[Devel] Re: [PATCH 0/13] Pid namespaces (OpenVZ view)

Fri May 25 06:57:39 PDT 2007

Serge E. Hallyn wrote:
> Quoting Pavel Emelianov (xemul at openvz.org):
>> Serge E. Hallyn wrote:
>>> Quoting Eric W. Biederman (ebiederm at xmission.com):
>>>> "Serge E. Hallyn" <serue at us.ibm.com> writes:
>>>>
>>>>>> 3. Cleaner logic for namespace migration: with this approach
>>>>>>    one need to save the virtual pid and let global one change;
>>>>>>    with Suka's logic this is not clear how to migrate the level
>>>>>>    2 namespace (concerning init to be level 0).
>>>>> This is a very good point.
>>>>>
>>>>> How *would* we migrate the pids at the second level?
>>>> As long as you don't try and restore pids into the initial pid namespace
>>>> it isn't a problem.  You just record the pid hierarchy and the pid
>>>> for a task in that hierarchy.  There really is nothing special going on
>>>> that should make migration hard.
>>>>
>>>> Or did I miss something?
>>> Hmm, no, i guess you are right.  I was thinking that getting the pid for
>>> a process woudl be done purely from userspace, but I guess along with a
>>> kernel helper to *set* pids, we could also have a kernel helper to get
>>> all pids for all pid namespaces "above" that of the process doing the
>>> checkpoint.
>> So do you agree that if we migrate a VS we need to migrate the whole VS?
> 
> I started to respond, then realized you were probably asking something
> different than I thought.  My original response is below, but here is I
> think the answer to your question, which is important because I think
> your question might highlight a misunderstanding about the design of
> Suka's code.
> 
> Let's say a vserver is started, and in there a pidns is started for a
> checkpoint/restart job.  So let's say we have PID 13 in the root
> namespace starting PID 14 in a new namespace.  So using (pid, pid_ns) as
> the terminology, we havd (13,1) as the parent process, and (14,1)=(1,2)

**Given data**

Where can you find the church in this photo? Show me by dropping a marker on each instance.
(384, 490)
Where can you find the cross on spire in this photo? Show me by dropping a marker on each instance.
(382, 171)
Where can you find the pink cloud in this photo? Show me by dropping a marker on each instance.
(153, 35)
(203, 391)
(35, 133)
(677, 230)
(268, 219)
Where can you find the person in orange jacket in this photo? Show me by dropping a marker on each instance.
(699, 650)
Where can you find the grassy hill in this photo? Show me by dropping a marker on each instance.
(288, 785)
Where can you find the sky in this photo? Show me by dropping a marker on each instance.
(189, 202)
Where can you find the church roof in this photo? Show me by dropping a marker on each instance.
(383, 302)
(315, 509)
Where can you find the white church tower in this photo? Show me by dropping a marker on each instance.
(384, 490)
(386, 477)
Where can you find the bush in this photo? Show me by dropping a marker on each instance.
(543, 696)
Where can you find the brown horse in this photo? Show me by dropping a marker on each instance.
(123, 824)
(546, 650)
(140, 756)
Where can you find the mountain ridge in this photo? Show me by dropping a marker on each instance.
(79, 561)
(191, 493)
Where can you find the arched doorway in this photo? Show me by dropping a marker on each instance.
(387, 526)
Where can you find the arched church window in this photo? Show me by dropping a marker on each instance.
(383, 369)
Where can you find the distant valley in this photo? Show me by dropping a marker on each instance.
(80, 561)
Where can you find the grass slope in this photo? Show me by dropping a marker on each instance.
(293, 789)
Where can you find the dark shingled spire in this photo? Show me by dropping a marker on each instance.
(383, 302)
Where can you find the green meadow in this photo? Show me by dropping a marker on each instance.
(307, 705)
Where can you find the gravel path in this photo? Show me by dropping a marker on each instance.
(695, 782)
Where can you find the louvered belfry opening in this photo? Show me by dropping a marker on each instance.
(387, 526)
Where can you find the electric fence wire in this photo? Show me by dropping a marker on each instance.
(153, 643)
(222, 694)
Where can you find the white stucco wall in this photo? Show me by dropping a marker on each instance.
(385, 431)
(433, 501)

**Tasks**
• a. Copy the pid namespace discussion between "[Devel] Re: [PATCH" and "be level 0).", inclusive, swapping each "migration" for "relocation".
• b. Write the next part of the pid namespace discussion, picking up after its final line.
The rows are separate material, unrelated to the pid namespace discussion.

**The replies**
• a.
[Devel] Re: [PATCH 0/13] Pid namespaces (OpenVZ view)

Fri May 25 06:57:39 PDT 2007

Serge E. Hallyn wrote:
> Quoting Pavel Emelianov (xemul at openvz.org):
>> Serge E. Hallyn wrote:
>>> Quoting Eric W. Biederman (ebiederm at xmission.com):
>>>> "Serge E. Hallyn" <serue at us.ibm.com> writes:
>>>>
>>>>>> 3. Cleaner logic for namespace relocation: with this approach
>>>>>>    one need to save the virtual pid and let global one change;
>>>>>>    with Suka's logic this is not clear how to migrate the level
>>>>>>    2 namespace (concerning init to be level 0).

• b.
> as the init of the vserver.  Let's ignore other tasks inthe vserver, and
> just talk about (1402,2) as the init of the checkpoint restart job, so
> it is (1402,2)=(1,3).  And oh, yeah, (1402,2)=(1,3)=(2309,1).

Oh, this is heavy... Lets draw some diagrams. 

You have a vserver with a namespace in it with a cpt job in it,
just like this:

[node. pids look like (N)]
  `- [vserver. pids look like (N,V)]
        `- [cpt job. pids look like (N,V,P)]

Is that OK?

We have task in "node" with pid (13) which spawns the task with 
pid (14,1) into the "vserver", like this:

(13)
  `- (14,1)

If so, then what the notion (14,1)=(1,2) mean?

As far as the "cpt job" is concerned we have smth like this:

(13)
  `- (14,1)
         `- (1402,2,1)

where (1402,2,1) is the root of the "cpt job", right?

> Now when we want to migrate the vserver, a task in pid_ns 2 will look
> for all tasks with pids in pidns 2.  That will automatically include all
> tasks in pid_ns 3.  I think you thought I was asking how we would
> include pid_ns 3, and are asking whether it woudl be ok to not migrate
> pid_ns 3?  (answer: it's irrelevant, all tasks in pid_ns 3 are also in
> pid_ns 2 - and in pid_ns 1).
> 
> What I was actually asking was, in the same situation, how would the
> task in pid_ns 2 doing the checkpoint get the pids in pid_ns 3.  So it
> sees the task as (1402,2), but needs to also store (1,3) and, on
> restart, recreate a task with both those pids.
> 
> But I guess it will be pretty simple, and fall into place once we get
> c/r semantics started.
> 
> thanks,
> -serge
> 
> [ original response ]
> 
> I think that's the reasonable thing for people to do, but I don't think
> we should force them to.  I.e. there is no reason you shouldn't be able
> to take one or two tasks out of a pidns and checkpoint them, and restart
> them elsewhere.  If it turns out they were talking to a third process
> which wasn't checkpointed, well, too bad.
> 
> What you are more likely to need is a new clean set of namespaces to
> restart in, but again I don't think we should enforce that.  So whatever
> mechanism we end up doing to implementing "clone_with_pid()", we should
> handle -EBUSY correctly.
> 
> Anyway, why do you ask?  (How does it follow from the conversation?)
> 
> I wasn't suggesting that it would be ok to only dump part of the pid
> information, rather I was asking how we would do it correctly  :)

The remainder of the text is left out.